Записи контуров областей:
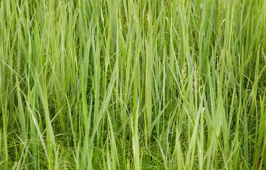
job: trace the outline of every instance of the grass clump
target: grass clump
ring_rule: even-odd
[[[264,170],[266,0],[0,1],[0,169]]]

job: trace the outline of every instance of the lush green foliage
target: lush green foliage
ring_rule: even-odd
[[[266,0],[0,0],[0,169],[266,168]]]

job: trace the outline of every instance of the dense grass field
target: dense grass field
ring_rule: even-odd
[[[0,0],[0,170],[266,170],[266,0]]]

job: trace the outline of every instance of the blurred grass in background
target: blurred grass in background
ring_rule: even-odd
[[[0,169],[265,170],[266,0],[0,0]]]

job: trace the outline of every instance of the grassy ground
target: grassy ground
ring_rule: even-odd
[[[265,170],[266,0],[0,0],[0,169]]]

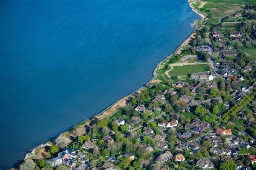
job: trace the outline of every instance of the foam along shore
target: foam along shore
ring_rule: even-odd
[[[192,10],[196,12],[198,15],[199,15],[203,19],[206,19],[205,16],[201,14],[199,12],[198,12],[196,10],[195,10],[193,7],[192,6],[191,4],[191,2],[190,2],[190,1],[188,1],[189,4],[190,4],[190,6],[192,9]],[[127,101],[129,101],[131,98],[133,97],[134,96],[136,96],[138,95],[138,93],[139,93],[148,84],[150,83],[157,83],[159,82],[158,80],[157,80],[156,78],[157,77],[157,70],[159,68],[159,67],[161,66],[161,64],[165,61],[167,59],[169,58],[170,57],[171,57],[171,56],[175,53],[178,53],[179,51],[181,51],[181,50],[183,49],[183,46],[184,45],[186,45],[186,44],[188,44],[189,41],[191,40],[191,38],[193,37],[193,35],[194,35],[194,32],[196,31],[197,25],[198,23],[198,21],[195,21],[192,24],[191,24],[191,26],[194,27],[194,29],[192,31],[191,33],[187,37],[187,38],[184,39],[183,42],[182,42],[176,49],[176,50],[174,51],[174,52],[171,54],[170,55],[166,57],[165,58],[164,58],[163,60],[160,62],[155,67],[154,71],[152,73],[153,74],[153,78],[146,84],[145,84],[144,86],[142,86],[139,89],[137,89],[133,92],[132,92],[131,93],[128,94],[127,96],[118,100],[117,101],[114,103],[113,104],[110,105],[110,106],[107,107],[106,109],[105,109],[104,111],[101,112],[100,113],[93,116],[92,117],[86,119],[86,120],[82,121],[80,123],[78,123],[76,125],[75,125],[71,129],[68,130],[61,134],[60,134],[59,135],[58,135],[58,137],[63,137],[65,138],[66,139],[66,140],[68,142],[70,142],[71,141],[70,140],[70,137],[77,137],[82,134],[84,134],[85,133],[85,126],[86,125],[89,125],[90,124],[90,123],[91,123],[93,120],[98,119],[98,120],[101,120],[103,119],[104,118],[105,118],[106,117],[109,117],[111,115],[111,114],[116,113],[119,109],[121,108],[122,107],[124,107],[126,106],[127,104]],[[38,146],[36,146],[35,147],[33,147],[31,148],[29,151],[29,153],[27,153],[25,155],[25,157],[24,158],[24,160],[28,160],[30,159],[41,159],[42,158],[40,158],[40,157],[38,157],[38,155],[40,155],[41,153],[43,152],[43,149],[42,149],[42,148],[43,148],[45,146],[50,146],[52,145],[52,142],[51,141],[48,141],[44,144],[41,144],[40,145],[38,145]],[[42,152],[41,152],[41,151]],[[14,168],[12,168],[12,169],[15,169]]]

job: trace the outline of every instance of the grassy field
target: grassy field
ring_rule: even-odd
[[[171,77],[181,75],[188,75],[211,70],[208,64],[198,65],[185,65],[182,66],[173,66],[173,69],[168,73]]]
[[[206,3],[204,8],[210,10],[209,19],[207,21],[208,25],[215,25],[221,17],[241,9],[239,5],[218,3]]]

▶ [ВЫПОЛНИТЕ ЗАДАНИЕ]: Представьте все строки выше в виде нумерованного списка без пустых строк. Изображения в ответ не включайте.

▶ [ПИСЬМЕННЫЙ ОТВЕТ]:
1. job: trace the outline of every instance of the grass clump
2. target: grass clump
3. ring_rule: even-odd
4. [[[264,170],[266,0],[0,1],[0,169]]]
5. job: trace the outline of every instance of the lush green foliage
6. target: lush green foliage
7. ring_rule: even-odd
8. [[[266,0],[0,0],[0,169],[266,168]]]
9. job: trace the outline of every instance of the dense grass field
10. target: dense grass field
11. ring_rule: even-odd
12. [[[0,0],[0,170],[266,170],[266,0]]]
13. job: trace the outline of every instance of the blurred grass in background
14. target: blurred grass in background
15. ring_rule: even-odd
16. [[[0,169],[265,170],[266,0],[0,0]]]
17. job: trace the outline of every instance of the grassy ground
18. target: grassy ground
19. ring_rule: even-odd
20. [[[265,170],[266,0],[0,0],[0,169]]]
21. job: trace the outline of every instance of the foam along shore
22. target: foam along shore
23. ring_rule: even-odd
24. [[[192,10],[196,12],[198,15],[199,15],[203,19],[206,19],[205,16],[201,14],[199,12],[198,12],[196,10],[195,10],[193,7],[192,6],[191,4],[191,2],[190,2],[190,1],[188,1],[189,4],[190,4],[190,6],[192,9]],[[127,101],[129,101],[131,98],[133,97],[134,96],[136,96],[138,95],[138,93],[139,93],[148,84],[150,83],[157,83],[159,82],[158,80],[157,80],[156,78],[157,77],[157,70],[159,68],[159,67],[161,66],[161,64],[165,61],[167,59],[169,58],[170,57],[171,57],[171,56],[175,53],[178,53],[179,51],[181,51],[181,50],[183,49],[183,46],[184,45],[186,45],[186,44],[188,44],[189,41],[191,40],[191,38],[193,37],[193,35],[194,35],[194,32],[196,31],[197,25],[198,23],[198,21],[195,21],[192,24],[191,24],[191,26],[194,27],[194,29],[192,31],[191,33],[187,37],[187,38],[184,39],[183,42],[182,42],[176,49],[176,50],[174,51],[174,52],[171,54],[170,55],[166,57],[165,58],[164,58],[163,60],[160,62],[155,67],[154,71],[152,73],[153,74],[153,78],[146,84],[145,84],[144,86],[142,86],[139,89],[137,89],[133,92],[132,92],[131,93],[128,94],[127,96],[118,100],[117,101],[114,103],[113,104],[110,105],[110,106],[107,107],[106,109],[105,109],[104,111],[101,112],[100,113],[93,116],[92,117],[86,119],[86,120],[82,121],[80,123],[78,123],[76,125],[75,125],[71,129],[68,130],[61,134],[60,134],[59,135],[58,135],[58,137],[63,137],[65,138],[66,139],[66,140],[68,142],[70,142],[71,141],[70,140],[70,137],[77,137],[82,134],[84,134],[85,133],[85,126],[86,125],[89,125],[90,124],[90,123],[91,123],[93,120],[98,119],[98,120],[101,120],[103,119],[104,118],[105,118],[106,117],[109,117],[111,115],[111,114],[116,113],[119,109],[121,108],[122,107],[124,107],[126,106],[127,104]],[[38,146],[36,146],[35,147],[33,147],[31,148],[29,151],[29,153],[27,153],[25,155],[25,157],[24,158],[24,160],[28,160],[30,159],[41,159],[42,158],[40,158],[40,157],[38,157],[38,155],[40,155],[41,153],[43,152],[43,149],[42,149],[42,148],[43,148],[45,146],[50,146],[52,145],[52,142],[51,141],[48,141],[44,144],[41,144],[40,145],[38,145]],[[42,152],[41,152],[41,151]],[[14,168],[12,168],[12,169],[15,169]]]
25. job: trace the outline of every instance of the grassy field
26. target: grassy field
27. ring_rule: even-odd
28. [[[171,77],[181,75],[188,75],[211,70],[208,64],[198,65],[185,65],[182,66],[173,66],[173,69],[168,73]]]
29. [[[206,3],[204,8],[210,10],[209,19],[207,21],[208,25],[215,25],[221,17],[241,9],[239,5],[218,3]]]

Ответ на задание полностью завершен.